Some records
* * * * * * * * *
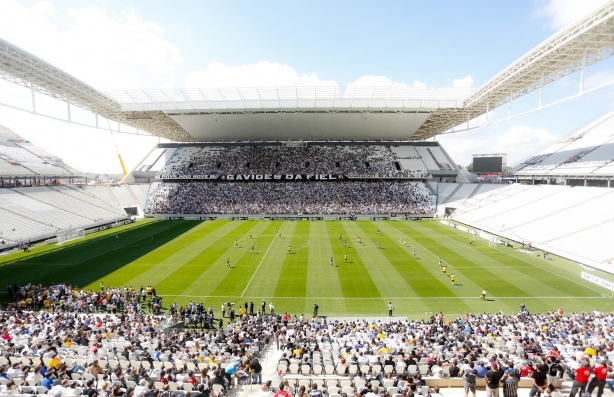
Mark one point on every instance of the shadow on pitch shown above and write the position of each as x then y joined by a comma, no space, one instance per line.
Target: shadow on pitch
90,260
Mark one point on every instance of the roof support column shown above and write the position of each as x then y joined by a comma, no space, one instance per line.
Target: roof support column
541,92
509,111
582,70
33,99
* * * * * * * * *
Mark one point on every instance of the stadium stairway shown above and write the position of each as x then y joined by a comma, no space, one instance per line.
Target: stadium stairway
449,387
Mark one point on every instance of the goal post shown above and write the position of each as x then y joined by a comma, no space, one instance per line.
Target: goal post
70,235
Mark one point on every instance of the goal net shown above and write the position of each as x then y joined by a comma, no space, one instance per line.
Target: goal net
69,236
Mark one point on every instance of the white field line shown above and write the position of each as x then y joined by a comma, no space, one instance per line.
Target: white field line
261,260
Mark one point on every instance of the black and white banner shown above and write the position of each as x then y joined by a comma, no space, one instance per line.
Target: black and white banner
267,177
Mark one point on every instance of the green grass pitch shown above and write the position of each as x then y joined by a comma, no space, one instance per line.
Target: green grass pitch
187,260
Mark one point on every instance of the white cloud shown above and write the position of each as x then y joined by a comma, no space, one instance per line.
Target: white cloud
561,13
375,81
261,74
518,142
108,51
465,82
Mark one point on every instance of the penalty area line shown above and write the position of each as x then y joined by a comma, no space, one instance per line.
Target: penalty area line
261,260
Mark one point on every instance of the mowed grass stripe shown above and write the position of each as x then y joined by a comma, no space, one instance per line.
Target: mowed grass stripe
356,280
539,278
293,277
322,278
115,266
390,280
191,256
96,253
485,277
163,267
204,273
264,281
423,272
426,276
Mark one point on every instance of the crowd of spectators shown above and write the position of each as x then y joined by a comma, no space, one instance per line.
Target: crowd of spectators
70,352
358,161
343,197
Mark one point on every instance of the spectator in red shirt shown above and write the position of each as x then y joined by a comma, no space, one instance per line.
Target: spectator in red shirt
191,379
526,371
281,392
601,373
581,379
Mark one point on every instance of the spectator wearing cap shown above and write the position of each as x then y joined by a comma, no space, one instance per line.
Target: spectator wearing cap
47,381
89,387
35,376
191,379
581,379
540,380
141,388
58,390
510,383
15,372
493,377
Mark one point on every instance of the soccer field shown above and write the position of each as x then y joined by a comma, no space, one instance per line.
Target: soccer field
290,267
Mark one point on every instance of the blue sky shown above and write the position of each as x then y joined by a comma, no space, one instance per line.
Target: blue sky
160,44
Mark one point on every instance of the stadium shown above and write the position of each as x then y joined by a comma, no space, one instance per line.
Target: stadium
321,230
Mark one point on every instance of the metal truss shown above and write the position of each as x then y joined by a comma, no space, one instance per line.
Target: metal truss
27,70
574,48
* * * * * * * * *
CHALLENGE:
Gather each line of the material above that contains the word "column" and copy those lines out unchanged.

FINAL RESULT:
Mark one point on every instance of the roof support column shown above and write the position of each as x then y joined by a comma, no space, one instance per line.
Target: roof support column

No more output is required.